AIM OF THE EXERCISE: Render the data from the line containing "the woman's ear" through the end of the data, inclusive, as a Markdown table with the columns Row and Line, numbering each row and skipping blank lines.

DATA TO PROCESS:
════════════════
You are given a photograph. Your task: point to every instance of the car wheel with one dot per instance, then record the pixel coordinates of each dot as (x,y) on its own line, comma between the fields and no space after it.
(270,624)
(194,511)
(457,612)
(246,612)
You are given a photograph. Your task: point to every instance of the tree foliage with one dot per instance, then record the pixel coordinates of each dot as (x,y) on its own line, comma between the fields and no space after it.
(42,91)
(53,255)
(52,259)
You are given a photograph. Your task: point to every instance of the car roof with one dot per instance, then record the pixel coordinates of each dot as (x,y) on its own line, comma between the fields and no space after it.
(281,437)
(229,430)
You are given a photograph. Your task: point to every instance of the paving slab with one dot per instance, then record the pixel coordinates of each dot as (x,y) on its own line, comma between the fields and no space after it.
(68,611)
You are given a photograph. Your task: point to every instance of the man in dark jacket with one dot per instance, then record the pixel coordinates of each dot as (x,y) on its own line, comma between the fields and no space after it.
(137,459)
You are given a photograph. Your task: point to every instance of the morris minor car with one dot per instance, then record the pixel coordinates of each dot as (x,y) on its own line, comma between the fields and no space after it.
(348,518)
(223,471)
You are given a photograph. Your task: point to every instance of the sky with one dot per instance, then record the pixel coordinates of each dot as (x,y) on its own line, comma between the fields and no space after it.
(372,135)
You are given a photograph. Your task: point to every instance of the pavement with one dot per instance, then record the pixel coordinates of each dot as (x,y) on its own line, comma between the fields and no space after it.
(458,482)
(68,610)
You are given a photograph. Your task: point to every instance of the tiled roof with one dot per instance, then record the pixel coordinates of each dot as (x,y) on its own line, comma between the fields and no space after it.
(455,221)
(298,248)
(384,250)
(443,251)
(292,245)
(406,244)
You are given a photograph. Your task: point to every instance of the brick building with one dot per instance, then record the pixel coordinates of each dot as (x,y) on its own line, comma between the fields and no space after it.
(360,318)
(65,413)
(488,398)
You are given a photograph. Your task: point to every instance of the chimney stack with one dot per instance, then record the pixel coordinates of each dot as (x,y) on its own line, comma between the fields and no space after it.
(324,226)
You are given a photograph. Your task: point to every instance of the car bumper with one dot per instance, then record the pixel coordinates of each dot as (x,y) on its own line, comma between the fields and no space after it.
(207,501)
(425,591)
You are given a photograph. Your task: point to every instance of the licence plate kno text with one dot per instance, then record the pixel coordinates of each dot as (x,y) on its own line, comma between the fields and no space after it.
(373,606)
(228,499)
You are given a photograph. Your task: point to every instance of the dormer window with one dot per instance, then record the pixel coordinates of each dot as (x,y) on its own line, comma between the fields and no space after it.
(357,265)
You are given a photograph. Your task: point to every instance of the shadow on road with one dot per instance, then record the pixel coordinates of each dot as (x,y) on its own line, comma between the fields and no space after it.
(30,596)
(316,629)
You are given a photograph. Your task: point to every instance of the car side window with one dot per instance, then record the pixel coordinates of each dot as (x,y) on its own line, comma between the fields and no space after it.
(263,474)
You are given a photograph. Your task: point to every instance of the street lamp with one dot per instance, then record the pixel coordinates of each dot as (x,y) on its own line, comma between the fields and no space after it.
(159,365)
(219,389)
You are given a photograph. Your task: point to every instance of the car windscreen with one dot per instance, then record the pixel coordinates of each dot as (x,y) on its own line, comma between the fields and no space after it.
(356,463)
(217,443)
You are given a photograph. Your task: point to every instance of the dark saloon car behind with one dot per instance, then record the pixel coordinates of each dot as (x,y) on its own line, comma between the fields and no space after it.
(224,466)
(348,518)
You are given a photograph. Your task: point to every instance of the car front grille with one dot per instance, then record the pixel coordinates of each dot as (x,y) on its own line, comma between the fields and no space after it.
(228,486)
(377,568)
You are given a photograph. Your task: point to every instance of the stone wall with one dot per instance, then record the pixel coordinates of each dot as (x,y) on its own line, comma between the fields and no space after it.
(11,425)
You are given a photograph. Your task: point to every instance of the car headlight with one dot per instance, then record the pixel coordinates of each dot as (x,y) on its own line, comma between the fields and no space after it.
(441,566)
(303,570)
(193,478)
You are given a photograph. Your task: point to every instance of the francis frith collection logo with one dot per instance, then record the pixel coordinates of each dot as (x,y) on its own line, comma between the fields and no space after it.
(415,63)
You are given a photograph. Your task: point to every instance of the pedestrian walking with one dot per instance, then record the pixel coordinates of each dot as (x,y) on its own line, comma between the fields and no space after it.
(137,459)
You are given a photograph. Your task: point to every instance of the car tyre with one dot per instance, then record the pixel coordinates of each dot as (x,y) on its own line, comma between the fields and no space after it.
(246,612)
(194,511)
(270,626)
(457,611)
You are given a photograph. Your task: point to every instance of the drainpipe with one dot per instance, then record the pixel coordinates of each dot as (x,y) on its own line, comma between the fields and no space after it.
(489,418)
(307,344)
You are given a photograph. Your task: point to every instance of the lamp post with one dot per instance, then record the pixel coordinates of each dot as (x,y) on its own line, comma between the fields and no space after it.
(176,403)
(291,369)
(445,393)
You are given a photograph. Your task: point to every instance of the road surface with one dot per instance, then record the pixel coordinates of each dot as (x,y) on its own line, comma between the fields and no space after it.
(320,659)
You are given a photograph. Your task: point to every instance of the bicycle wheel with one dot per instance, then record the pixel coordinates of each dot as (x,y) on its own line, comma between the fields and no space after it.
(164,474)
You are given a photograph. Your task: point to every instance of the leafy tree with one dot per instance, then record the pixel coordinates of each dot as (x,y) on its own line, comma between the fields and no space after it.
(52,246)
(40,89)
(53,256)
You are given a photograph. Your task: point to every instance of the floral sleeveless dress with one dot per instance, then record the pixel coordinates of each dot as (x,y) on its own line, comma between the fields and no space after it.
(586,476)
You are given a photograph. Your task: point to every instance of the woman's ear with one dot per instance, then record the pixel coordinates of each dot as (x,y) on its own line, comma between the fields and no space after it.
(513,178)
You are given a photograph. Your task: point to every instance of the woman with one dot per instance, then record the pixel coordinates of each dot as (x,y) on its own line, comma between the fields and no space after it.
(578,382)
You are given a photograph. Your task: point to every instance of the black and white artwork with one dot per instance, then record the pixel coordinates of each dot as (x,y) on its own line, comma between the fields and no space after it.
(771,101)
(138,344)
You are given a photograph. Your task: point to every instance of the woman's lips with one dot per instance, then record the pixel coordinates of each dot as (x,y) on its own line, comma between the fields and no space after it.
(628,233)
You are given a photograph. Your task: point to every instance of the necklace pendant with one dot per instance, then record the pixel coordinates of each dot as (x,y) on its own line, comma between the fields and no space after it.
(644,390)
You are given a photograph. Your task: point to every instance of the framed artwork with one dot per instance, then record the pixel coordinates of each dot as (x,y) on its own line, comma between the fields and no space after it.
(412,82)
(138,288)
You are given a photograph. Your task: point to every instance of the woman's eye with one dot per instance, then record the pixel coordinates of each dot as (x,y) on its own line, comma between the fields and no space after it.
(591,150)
════════════════
THE COMPLETED TASK:
| Row | Line |
|---|---|
| 1 | You are given a photograph. Your task: point to every instance of the woman's ear with one dot per instance, then record the pixel coordinates of each dot as (x,y) on its own line, comma between the fields and no space after it. |
| 2 | (513,178) |
| 3 | You are given a photograph. Your task: point to every instance of the woman with one dot per instance, then record the pixel coordinates of each dot as (x,y) on its own line, comma between the fields and no space after it. |
| 4 | (578,382) |
| 5 | You are given a photograph. Your task: point to every instance of the black and white artwork with one dot per instance, then record the pixel coordinates of each dot as (x,y) on its own line, comma between the fields and no space after it. |
| 6 | (771,101) |
| 7 | (138,344) |
| 8 | You are given a photograph. Your task: point to every instance of the woman's lips with one dot per instance, then record the pixel coordinates of each dot as (x,y) on its own line, comma between the fields and no space after it. |
| 9 | (628,233) |
| 10 | You are given a photograph. Your task: point to every instance of the necklace pendant with one dot per instance, then record the pixel coordinates of each dot as (x,y) on its own line, comma between the fields and no space after it. |
| 11 | (644,390) |
| 12 | You are given a photograph. Your task: point to every instance of the framed artwork with one dot per instance, then record the pixel coordinates of each dot as (x,y) on its own line, comma between the fields and no space after it. |
| 13 | (412,82) |
| 14 | (138,288) |
| 15 | You are given a photograph. Your task: point to every instance of the woman's eye with one dot per instance, then record the pixel coordinates of each dot as (x,y) on its own line, comma between the fields and no space after it. |
| 16 | (591,150) |